Text section>

============

Local Journalism Initiative Reporter
After two years of empty stages and silence, Blues at the Bow is finally ready to bring music basic into their theatre.
“It’s been rough. We haven’t done anything. Well, we had a show on August 27, but that was our first show since March 2020. Just 18 months of paying bills and not making any money,” said Jason Riddell, president of Blues at the Bow. “We looked into some of the programs for businesses and such, but at first, they weren’t eligible for nonprofit. And then once they were we just didn’t fit into any other categories. Because like we didn’t make it, we didn’t have enough expenses. Just the way it all worked. We tried. We looked at everything we could, but there was nothing for us.”
The organization has been relying largely on money put away before the pandemic as well as a few government grants to keep them afloat, but they’re finally in a position to make some money and put on a few shows. The most anticipated of these shows is the upcoming Colin James concert later in November, both evenings being completely sold out.
“We had Colin James planned for two years ago, which is going to be our biggest show ever. But we got locked down 12 days before the show. So we had to reschedule that for a year later. Still locked down, of course. And now it’s rescheduled again, and it’s in three weeks,” said Riddell. “We put the tickets on sale and pow, they were gone. And we had added a second show. So we sold 257 tickets in 30 minutes.”
Over the course of the pandemic, Blues at the Bow had three online events with local artists, all for free with only a virtual tip jar for two of the artists.
“Three of our artists that we’ve had before they did online shows for us, they didn’t charge us. We didn’t make any money. We just offered it to our email group and stuff in our Facebook and Instagram. And they had a tip jar and artists got tips, one artist didn’t even ask for anything. He’s like, I’m just gonna play for you guys online,” said Riddell. “They took requests and stuff and question and answer period after and it was great to do a little something that was in like when we’re in a hard lockdown. We did three of those. So that was nice, we just want to do something.”
Blues at the Bow was fortunate to maintain their usual pool of volunteers over the course of the two years, save for a single member who happened to move away.
“We’ve got a core group that we haven’t, we didn’t lose. We’re all the same, same group running it. We did zoom meetings, and we still did our monthly meetings the whole time, even though there was nothing to talk about,” said Riddell. “We just got together and went through an agenda. Just so we can see. We still see people and that was good. Got to pretend if nothing else, right? You don’t want to just say, see you when we can have a concert, because then we would have probably lost volunteers. But we kept everybody engaged. And, we worked on stuff. We were looking at doing an outdoor show this summer. But we just couldn’t make the economics work with being out in Bow Island and having to rent equipment. You know, because we’d have to have it outside to have enough people to make it worth it and it was just too expensive.”
With Blues at the Bow back in full swing, Ridell is looking forward to seeing new and familiar faces alike at their future shows.
“If you’ve never been, you better come check us out because you’re missing out. We’re going to start selling our memberships again, for the 2022-23 season, we’re gonna start that in January. It’s exciting,” said Ridell.

============

Recorded data>

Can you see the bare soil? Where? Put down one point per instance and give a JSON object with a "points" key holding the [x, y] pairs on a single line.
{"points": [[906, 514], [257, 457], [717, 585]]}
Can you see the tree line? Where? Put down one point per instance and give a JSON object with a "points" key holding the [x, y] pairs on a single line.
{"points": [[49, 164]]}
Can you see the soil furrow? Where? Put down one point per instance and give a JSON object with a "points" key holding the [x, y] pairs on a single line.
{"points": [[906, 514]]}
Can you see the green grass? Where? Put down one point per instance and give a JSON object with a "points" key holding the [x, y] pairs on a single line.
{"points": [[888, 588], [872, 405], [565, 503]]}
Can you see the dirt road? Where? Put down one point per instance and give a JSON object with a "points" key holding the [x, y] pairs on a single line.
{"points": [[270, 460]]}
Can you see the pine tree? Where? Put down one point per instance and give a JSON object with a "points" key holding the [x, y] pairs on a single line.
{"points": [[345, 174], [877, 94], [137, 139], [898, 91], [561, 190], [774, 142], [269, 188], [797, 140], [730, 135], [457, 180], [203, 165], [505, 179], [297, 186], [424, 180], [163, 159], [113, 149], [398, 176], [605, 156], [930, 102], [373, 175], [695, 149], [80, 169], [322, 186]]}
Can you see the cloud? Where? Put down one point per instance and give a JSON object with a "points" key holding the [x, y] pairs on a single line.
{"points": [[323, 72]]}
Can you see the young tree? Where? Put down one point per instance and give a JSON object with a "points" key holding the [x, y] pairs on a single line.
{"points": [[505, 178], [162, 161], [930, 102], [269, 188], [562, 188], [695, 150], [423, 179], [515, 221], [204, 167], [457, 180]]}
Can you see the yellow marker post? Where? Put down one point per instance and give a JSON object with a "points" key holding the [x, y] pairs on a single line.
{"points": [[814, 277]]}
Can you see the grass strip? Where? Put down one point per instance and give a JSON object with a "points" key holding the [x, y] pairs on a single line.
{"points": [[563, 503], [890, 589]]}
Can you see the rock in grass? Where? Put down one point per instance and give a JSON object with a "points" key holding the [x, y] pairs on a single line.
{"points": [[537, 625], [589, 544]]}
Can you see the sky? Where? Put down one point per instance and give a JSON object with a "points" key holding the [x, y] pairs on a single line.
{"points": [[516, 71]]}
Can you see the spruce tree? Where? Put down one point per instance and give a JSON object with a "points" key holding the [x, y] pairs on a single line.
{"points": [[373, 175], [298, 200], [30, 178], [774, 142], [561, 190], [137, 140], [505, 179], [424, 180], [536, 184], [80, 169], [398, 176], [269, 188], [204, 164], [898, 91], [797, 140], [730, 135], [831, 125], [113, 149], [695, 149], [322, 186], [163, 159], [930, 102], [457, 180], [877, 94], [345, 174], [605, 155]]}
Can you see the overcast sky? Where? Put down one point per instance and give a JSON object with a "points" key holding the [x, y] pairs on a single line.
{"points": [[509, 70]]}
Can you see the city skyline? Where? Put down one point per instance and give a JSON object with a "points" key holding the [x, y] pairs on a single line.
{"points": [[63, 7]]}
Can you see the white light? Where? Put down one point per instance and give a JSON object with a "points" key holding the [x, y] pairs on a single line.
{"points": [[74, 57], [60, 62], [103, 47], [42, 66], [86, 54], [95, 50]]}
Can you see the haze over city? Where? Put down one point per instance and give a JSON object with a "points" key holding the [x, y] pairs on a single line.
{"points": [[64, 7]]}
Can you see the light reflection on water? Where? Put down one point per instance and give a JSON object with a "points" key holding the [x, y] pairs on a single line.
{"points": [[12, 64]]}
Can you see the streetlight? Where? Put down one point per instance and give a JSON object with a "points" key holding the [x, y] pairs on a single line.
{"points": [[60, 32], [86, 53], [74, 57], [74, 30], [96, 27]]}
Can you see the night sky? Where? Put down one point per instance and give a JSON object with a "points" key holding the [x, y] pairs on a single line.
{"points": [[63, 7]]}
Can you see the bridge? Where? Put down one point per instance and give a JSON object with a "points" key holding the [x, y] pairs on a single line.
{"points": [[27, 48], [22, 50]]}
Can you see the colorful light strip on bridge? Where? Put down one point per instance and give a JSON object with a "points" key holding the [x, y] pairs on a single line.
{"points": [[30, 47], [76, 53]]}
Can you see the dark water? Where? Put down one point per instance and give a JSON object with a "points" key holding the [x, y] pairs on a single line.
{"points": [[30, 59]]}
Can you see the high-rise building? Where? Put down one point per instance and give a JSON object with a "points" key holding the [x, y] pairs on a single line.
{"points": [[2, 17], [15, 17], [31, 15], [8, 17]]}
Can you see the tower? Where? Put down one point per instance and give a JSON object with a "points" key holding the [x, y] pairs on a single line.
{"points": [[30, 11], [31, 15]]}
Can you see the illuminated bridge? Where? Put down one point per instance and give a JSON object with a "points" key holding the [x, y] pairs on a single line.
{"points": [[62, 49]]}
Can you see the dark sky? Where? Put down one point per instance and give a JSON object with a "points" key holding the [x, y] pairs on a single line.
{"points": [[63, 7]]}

============

Tasks to complete>
A: In the Blues at the Bow article, how many tickets were sold in 30 minutes for the Colin James shows?
B: Using the Blues at the Bow article, say whether each statement agrees with it: (i) Blues at the Bow lost several volunteers during the pandemic. (ii) The group kept holding monthly meetings throughout the pandemic. (iii) Memberships for the 2022-23 season will go on sale in January.

Solutions to the problems>
A: 257 tickets.

B:
(i) No: "save for a single member who happened to move away."
(ii) Yes: "we still did our monthly meetings the whole time"
(iii) Yes: "for the 2022-23 season, we’re gonna start that in January"